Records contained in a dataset
^^^^^^^^
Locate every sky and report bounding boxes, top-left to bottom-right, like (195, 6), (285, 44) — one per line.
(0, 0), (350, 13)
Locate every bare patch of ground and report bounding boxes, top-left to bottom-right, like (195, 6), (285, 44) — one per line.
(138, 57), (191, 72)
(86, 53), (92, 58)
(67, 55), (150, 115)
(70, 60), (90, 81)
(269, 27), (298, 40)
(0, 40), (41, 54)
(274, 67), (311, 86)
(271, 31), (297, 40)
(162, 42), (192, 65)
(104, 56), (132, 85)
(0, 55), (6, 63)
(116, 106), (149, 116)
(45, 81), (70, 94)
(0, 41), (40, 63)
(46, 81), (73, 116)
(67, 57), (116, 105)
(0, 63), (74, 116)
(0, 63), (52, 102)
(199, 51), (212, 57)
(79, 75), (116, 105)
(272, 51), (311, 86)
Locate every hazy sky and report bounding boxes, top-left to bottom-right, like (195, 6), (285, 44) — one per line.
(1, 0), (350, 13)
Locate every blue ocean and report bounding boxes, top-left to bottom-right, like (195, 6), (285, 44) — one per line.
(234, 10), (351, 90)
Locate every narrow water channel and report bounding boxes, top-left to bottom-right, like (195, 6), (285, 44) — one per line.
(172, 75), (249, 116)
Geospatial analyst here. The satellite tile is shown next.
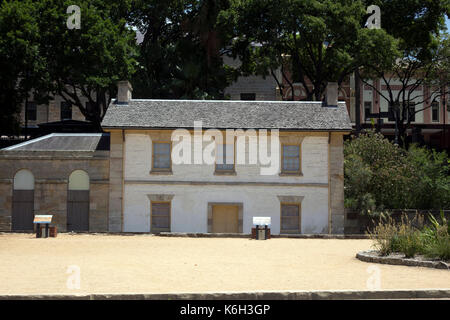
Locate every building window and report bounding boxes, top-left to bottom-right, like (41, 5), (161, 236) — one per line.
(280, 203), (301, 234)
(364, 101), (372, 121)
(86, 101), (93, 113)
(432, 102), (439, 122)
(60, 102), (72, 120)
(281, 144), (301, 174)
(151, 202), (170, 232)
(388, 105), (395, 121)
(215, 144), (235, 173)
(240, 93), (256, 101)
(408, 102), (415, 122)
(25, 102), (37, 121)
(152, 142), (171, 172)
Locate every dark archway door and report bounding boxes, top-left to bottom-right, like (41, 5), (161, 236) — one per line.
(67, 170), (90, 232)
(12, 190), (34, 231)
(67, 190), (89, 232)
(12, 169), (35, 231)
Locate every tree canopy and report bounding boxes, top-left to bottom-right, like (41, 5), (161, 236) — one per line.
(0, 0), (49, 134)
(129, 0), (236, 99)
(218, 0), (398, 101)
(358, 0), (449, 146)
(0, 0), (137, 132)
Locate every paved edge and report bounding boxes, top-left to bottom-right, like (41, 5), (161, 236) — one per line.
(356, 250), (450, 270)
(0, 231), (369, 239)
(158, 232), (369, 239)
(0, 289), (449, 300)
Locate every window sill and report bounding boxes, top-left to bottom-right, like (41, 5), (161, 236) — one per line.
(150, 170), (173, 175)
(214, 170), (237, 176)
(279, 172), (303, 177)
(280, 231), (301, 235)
^^^^^^^^
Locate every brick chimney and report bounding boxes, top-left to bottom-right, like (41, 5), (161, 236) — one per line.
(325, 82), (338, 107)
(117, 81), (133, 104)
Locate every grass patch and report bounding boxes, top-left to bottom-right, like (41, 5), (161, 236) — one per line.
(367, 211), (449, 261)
^^^^^^^^
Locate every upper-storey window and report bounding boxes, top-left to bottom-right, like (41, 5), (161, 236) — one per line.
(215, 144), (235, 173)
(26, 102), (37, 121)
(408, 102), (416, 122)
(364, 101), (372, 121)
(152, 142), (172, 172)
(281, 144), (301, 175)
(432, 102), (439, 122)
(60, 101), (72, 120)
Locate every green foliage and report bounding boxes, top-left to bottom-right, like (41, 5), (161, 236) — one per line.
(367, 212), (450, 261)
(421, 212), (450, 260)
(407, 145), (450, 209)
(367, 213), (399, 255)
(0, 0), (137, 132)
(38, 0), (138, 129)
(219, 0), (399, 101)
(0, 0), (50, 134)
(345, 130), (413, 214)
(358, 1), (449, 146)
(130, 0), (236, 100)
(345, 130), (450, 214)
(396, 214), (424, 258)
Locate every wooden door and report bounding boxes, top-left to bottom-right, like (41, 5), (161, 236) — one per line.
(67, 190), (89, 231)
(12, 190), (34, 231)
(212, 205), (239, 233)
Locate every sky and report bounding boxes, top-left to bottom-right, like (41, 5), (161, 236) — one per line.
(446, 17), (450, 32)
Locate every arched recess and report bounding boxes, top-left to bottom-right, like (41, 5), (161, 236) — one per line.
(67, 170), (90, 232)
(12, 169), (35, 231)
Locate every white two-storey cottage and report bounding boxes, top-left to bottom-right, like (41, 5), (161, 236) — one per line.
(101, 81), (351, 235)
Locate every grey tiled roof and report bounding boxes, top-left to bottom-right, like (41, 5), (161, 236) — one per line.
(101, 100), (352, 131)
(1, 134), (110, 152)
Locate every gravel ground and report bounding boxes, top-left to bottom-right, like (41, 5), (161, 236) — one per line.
^^^^^^^^
*Task item*:
Transcribe, exactly and without additions, the lines of the records above, beginning with the line that contains "Locate every grey" and ending with the line that contains "Locate every gravel", both included.

*Written response*:
Locate every grey tiled roof and report bounding boxes, top-left to bottom-right, like (41, 5), (161, 236) — one per line.
(101, 100), (352, 131)
(1, 134), (110, 152)
Locate every gravel ground and report bounding boxes, top-left to bottom-right, like (41, 5), (161, 236) — one per line.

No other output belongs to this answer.